## [What you should do]
Substitute "shape" for "mask" in the entries from the line containing "target: white cushion" through the end of the entries, and write out only those lines with nothing else changed.

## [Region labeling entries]

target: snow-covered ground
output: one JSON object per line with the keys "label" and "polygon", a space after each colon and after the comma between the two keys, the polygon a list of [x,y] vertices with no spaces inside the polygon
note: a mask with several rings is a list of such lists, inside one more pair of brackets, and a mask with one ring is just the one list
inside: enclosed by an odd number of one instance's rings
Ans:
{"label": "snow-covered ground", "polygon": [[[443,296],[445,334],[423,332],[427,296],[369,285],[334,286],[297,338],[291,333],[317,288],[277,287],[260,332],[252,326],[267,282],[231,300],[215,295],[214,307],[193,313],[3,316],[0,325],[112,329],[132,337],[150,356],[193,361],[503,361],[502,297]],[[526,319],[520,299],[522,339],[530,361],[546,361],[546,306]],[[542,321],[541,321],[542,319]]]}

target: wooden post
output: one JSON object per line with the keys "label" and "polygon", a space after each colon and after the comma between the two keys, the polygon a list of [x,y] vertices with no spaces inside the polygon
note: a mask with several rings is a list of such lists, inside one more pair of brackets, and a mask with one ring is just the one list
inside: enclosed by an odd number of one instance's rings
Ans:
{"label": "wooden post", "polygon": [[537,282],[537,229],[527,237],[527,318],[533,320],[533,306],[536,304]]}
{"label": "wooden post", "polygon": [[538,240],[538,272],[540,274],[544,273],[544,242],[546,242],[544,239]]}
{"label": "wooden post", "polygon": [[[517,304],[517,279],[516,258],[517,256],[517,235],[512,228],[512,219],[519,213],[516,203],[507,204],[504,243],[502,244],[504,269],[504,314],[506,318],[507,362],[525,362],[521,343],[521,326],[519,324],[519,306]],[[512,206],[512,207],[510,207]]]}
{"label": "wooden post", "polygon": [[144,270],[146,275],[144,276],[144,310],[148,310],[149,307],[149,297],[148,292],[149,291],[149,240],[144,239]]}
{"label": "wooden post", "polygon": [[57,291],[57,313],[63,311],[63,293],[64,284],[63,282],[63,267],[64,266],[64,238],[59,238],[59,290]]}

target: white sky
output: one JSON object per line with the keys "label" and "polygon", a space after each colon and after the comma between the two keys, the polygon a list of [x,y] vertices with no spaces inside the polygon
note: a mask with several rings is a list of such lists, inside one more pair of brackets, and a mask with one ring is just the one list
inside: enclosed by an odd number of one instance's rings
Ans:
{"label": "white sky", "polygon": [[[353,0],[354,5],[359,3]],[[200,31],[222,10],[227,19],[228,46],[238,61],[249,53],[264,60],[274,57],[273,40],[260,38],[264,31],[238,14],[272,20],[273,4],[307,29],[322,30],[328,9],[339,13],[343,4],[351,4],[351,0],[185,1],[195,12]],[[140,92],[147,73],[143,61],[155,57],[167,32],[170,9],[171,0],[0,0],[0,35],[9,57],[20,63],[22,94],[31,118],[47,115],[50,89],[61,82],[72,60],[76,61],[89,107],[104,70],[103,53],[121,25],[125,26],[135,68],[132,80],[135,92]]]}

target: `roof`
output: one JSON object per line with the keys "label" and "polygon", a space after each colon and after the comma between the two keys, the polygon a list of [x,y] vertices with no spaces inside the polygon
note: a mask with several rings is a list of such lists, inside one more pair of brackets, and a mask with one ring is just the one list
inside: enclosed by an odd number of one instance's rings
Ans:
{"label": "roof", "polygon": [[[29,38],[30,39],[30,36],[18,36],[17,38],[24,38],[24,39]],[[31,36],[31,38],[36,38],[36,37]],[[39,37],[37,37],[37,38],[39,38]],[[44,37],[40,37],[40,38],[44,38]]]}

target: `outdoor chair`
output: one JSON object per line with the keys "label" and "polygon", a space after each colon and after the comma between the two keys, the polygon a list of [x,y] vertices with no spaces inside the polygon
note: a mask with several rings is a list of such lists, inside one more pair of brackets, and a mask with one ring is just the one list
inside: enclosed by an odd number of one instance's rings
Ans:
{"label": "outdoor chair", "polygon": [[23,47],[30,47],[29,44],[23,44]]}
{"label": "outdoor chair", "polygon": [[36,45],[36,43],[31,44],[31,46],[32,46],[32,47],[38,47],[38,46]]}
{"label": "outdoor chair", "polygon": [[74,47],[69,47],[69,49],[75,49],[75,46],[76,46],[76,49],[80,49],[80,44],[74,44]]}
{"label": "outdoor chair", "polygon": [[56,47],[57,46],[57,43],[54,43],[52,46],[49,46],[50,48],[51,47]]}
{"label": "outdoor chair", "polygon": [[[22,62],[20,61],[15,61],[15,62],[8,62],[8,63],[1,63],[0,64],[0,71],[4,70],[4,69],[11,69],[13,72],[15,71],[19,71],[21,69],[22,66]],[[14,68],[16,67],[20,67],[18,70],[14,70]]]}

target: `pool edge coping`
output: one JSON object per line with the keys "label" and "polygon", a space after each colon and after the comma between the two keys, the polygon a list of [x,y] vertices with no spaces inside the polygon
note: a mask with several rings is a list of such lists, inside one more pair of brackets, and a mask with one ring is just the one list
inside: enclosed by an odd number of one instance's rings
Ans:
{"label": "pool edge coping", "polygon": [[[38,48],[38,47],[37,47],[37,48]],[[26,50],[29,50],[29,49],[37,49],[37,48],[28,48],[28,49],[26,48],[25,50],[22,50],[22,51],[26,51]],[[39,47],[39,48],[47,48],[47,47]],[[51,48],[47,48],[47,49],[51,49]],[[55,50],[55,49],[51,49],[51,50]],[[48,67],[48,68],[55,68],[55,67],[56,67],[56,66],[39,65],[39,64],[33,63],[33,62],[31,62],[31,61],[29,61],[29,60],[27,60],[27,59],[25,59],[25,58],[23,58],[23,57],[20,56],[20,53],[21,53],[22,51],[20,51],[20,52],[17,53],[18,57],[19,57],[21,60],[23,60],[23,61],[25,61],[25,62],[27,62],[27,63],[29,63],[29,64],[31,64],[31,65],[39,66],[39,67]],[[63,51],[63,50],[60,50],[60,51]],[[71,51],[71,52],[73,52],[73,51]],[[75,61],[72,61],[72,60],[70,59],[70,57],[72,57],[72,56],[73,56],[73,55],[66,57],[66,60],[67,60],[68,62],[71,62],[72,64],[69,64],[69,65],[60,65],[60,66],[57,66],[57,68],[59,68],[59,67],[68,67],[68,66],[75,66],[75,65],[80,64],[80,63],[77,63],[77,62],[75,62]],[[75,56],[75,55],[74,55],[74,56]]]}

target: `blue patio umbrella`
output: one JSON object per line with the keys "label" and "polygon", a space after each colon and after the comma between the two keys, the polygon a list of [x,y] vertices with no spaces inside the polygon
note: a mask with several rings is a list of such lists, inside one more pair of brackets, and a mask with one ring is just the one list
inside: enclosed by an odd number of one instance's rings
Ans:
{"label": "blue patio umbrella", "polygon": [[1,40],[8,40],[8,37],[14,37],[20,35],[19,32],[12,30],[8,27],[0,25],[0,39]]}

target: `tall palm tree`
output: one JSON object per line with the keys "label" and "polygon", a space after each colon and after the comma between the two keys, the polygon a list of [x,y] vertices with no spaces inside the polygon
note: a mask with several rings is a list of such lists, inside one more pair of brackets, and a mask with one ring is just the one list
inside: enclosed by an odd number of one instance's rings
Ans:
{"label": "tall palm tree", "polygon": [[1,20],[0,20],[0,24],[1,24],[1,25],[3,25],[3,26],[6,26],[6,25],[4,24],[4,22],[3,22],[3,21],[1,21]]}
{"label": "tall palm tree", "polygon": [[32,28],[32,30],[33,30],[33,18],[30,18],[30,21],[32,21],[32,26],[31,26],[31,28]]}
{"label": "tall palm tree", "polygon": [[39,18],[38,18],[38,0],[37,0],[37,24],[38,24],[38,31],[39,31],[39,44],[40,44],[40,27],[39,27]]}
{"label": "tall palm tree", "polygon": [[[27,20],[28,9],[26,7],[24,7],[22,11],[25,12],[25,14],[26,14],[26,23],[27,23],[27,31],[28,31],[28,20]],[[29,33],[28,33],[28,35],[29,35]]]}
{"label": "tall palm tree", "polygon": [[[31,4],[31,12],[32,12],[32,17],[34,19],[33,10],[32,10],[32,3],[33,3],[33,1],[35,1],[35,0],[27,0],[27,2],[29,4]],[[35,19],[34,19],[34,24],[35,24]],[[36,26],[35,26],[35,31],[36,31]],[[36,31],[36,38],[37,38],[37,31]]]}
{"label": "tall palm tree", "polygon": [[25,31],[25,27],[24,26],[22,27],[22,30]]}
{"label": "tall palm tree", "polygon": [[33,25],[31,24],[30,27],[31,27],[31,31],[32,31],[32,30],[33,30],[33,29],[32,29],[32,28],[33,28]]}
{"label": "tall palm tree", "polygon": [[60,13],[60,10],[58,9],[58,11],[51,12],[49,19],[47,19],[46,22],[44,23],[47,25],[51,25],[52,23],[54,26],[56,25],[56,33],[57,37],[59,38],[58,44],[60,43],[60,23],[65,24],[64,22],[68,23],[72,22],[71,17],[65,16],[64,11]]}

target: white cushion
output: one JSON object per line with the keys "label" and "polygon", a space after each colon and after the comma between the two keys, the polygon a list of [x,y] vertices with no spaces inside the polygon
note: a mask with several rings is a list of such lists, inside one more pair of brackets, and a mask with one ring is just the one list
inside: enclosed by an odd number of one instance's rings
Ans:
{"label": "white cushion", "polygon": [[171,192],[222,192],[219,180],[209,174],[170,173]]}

## [Result of this exercise]
target: white cushion
output: one JSON object per line with the keys "label" and "polygon", a space after each colon and after the comma between the two keys, the polygon a list of [x,y] vertices with no spaces inside the polygon
note: a shape with several rings is a list of such lists, inside one more pair of brackets, and a shape with one ring is just the one list
inside: enclosed by an odd number of one instance's rings
Ans:
{"label": "white cushion", "polygon": [[171,192],[222,192],[219,180],[209,174],[170,173]]}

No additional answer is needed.